◆ **Article**
● ● ● ● ● ● ●
Skip to content

Usage Guide

This guide covers installation, basic usage, and how to run the training algorithms.

Important

The Agent and GridWorldEnv classes are designed to be used as-is. You should not modify these core classes. Instead, configure them through their parameters and use the provided training scripts.


Installation

Clone the Repository

git clone https://github.com/ProValarous/Predator-Prey-Archetype-Gridworld-Environment
cd Predator-Prey-Archetype-Gridworld-Environment

Install Dependencies

pip install -r requirements.txt

Training Algorithms

The repository provides two main training algorithms:

Algorithm Description Location
IQL Independent Q-Learning IQL
CQL Central Q-Learning CQL

!!! warning "Run from src directory" All training commands should be run from the src directory: bash cd src

Independent Q-Learning (IQL)

IQL trains each agent independently with its own Q-table. Each agent learns without explicit knowledge of other agents' policies.

Training

cd src
python -m baselines.IQL.train_iql [OPTIONS]

IQL Training Parameters

Parameter Type Default Description
--episodes int 15000 Number of training episodes
--size int 2 Grid size (size × size)
● ● ● ● ● ● ●
◆ **Tasks for this exercise**
- 1) Decide whether each statement agrees with the gridworld usage guide, answering yes or no and quoting the deciding words from the guide: (a) Users are told to modify the Agent and GridWorldEnv classes to suit their experiments. (b) Under IQL, each agent has its own Q-table. (c) The default number of IQL training episodes is 15000.
- 2) Write the next part of the gridworld usage guide, picking up after its final line.
The records that come after this point are separate material, unrelated to the usage guide above.
● ● ● ● ● ● ●
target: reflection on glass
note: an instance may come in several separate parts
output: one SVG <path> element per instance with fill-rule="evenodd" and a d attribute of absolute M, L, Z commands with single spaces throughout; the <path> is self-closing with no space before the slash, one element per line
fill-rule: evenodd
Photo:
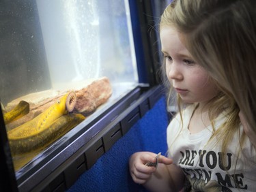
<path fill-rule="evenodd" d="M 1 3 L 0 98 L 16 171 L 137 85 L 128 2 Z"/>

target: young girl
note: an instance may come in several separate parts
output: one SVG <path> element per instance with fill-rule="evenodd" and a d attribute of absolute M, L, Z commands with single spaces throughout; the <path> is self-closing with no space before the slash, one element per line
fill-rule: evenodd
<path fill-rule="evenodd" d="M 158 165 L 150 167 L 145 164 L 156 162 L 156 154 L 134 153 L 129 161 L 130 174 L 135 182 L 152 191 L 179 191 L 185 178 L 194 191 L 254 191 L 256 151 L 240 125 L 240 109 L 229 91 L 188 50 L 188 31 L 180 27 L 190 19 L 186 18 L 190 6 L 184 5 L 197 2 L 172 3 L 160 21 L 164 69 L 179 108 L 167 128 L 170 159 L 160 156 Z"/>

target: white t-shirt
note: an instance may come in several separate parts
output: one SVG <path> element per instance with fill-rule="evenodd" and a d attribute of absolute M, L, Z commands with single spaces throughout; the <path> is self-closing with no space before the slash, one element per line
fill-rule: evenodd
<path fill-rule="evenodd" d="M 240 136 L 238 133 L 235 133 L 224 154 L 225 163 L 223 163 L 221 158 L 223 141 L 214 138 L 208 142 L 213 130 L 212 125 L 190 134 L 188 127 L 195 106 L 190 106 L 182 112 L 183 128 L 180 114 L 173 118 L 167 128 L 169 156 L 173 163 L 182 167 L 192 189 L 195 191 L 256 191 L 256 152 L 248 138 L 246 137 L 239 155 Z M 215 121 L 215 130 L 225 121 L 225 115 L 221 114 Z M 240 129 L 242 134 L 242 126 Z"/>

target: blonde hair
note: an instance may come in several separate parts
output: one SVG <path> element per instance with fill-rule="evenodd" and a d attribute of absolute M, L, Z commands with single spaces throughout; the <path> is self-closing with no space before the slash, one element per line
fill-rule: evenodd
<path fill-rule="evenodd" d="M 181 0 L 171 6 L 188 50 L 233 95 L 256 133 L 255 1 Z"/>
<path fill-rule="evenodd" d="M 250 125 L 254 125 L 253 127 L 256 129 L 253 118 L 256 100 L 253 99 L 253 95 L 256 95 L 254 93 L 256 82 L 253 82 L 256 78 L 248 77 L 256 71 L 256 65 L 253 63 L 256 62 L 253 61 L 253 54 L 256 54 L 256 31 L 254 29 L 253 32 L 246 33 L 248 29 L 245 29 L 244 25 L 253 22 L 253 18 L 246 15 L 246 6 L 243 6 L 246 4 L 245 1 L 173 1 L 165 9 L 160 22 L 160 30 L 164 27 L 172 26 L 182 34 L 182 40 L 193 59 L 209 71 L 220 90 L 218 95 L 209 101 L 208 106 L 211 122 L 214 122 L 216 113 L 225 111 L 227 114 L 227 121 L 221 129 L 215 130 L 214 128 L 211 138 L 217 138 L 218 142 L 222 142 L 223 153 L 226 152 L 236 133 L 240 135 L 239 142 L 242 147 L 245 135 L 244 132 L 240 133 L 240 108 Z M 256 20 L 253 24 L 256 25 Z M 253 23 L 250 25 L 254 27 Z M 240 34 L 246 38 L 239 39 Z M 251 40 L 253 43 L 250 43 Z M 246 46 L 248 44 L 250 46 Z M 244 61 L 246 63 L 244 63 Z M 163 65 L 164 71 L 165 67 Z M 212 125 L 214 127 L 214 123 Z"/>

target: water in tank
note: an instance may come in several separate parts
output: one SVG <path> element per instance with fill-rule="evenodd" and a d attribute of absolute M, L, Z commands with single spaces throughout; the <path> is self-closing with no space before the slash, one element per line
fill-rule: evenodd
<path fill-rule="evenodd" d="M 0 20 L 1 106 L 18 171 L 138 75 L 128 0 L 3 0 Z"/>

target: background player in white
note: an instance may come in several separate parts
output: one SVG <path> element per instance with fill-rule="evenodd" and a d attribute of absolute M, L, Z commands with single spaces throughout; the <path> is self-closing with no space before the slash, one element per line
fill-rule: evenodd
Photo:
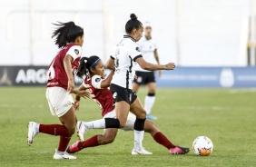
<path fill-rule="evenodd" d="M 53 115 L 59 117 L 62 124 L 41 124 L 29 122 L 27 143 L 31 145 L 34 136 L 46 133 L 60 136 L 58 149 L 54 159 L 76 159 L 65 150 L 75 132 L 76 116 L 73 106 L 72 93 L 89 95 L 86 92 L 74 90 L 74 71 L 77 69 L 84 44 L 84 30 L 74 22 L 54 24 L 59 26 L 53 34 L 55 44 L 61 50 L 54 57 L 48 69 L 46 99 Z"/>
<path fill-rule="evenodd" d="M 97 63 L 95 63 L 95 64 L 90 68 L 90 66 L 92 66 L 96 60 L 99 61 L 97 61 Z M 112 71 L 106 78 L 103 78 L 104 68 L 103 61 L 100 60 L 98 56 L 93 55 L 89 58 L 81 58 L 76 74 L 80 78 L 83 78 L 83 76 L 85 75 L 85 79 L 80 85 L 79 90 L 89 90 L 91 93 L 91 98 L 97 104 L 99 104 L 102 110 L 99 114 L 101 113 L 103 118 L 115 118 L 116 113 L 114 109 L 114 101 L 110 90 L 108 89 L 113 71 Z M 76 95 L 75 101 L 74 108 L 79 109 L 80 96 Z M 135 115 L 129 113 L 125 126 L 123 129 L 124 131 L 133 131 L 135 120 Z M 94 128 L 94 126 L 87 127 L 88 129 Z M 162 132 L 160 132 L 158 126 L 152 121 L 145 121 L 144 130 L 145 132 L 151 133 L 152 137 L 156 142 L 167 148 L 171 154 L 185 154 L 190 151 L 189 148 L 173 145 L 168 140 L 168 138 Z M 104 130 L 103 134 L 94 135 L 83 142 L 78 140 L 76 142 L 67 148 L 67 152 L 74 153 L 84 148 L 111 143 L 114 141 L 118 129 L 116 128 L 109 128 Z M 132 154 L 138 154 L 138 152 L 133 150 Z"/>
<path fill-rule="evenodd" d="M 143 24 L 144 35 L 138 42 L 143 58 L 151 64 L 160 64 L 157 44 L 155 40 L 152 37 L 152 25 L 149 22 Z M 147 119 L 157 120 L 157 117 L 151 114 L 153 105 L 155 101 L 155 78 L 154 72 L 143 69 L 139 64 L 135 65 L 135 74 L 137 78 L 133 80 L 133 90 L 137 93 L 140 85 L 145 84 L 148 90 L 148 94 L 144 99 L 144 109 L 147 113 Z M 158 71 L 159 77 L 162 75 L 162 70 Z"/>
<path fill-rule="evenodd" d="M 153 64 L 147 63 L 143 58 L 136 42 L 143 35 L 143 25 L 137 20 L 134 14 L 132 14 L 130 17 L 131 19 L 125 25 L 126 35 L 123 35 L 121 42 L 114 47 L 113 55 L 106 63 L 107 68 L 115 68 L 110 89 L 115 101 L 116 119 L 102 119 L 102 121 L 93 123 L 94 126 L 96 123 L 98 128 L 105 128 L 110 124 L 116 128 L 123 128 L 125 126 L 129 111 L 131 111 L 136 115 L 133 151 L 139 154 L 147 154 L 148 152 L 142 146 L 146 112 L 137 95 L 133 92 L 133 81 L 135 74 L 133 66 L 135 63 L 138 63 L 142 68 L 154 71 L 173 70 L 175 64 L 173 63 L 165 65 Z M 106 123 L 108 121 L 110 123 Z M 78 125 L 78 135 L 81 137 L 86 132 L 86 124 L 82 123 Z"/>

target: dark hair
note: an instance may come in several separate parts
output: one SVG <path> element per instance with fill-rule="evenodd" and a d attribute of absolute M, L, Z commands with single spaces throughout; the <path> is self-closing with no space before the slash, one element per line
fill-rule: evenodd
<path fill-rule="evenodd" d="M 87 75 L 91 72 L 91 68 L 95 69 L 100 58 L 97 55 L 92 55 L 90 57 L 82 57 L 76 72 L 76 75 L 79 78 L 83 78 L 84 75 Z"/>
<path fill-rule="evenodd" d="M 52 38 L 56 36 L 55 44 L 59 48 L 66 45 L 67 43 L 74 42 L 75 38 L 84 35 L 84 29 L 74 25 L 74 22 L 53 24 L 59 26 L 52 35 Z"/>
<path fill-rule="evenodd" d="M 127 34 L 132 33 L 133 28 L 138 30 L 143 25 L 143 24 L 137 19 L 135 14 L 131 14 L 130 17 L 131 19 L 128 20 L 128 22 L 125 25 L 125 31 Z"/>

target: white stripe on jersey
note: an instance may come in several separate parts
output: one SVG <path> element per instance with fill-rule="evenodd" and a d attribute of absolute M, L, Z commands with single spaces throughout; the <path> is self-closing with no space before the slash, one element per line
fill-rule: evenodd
● ● ● ● ● ● ●
◆ **Answers**
- 1)
(a) No: "You should not modify these core classes."
(b) Yes: "IQL trains each agent independently with its own Q-table."
(c) Yes: "--episodes int 15000 Number of training episodes"

- 2)
--alpha float 0.1 Learning rate (Q-value update step size)
--gamma float 0.9 Discount factor (importance of future rewards)
--eps-start float 1.0 Initial exploration rate
--eps-end float 0.05 Final exploration rate
--eps-decay float 0.9995 Exploration decay rate per episode
--seed int 0 Random seed for reproducibility
--save-path str baselines/IQL/iql_qs.npz Path to save trained Q-tables
--log-dir str baselines/IQL/logs/ TensorBoard log directory

IQL Training Examples

# Basic training (small grid, few episodes)
python -m baselines.IQL.train_iql --episodes 5000 --size 5

# Full training with custom parameters
python -m baselines.IQL.train_iql \
    --episodes 20000 \
    --size 8 \
    --alpha 0.1 \
    --gamma 0.99 \
    --eps-start 1.0 \
    --eps-end 0.01 \
    --seed 42

# Quick test run
python -m baselines.IQL.train_iql --episodes 1000 --size 3 --seed 123

IQL Testing

After training, test the learned policy:

python -m baselines.IQL.test_iql [OPTIONS]

IQL Testing Parameters

Parameter Type Default Description
--file str baselines/IQL/iql_qs.npz Path to trained Q-tables
--size int 15 Grid size (should match training)
--episodes int 3 Number of test episodes
--pause float 0.05 Pause between steps (seconds)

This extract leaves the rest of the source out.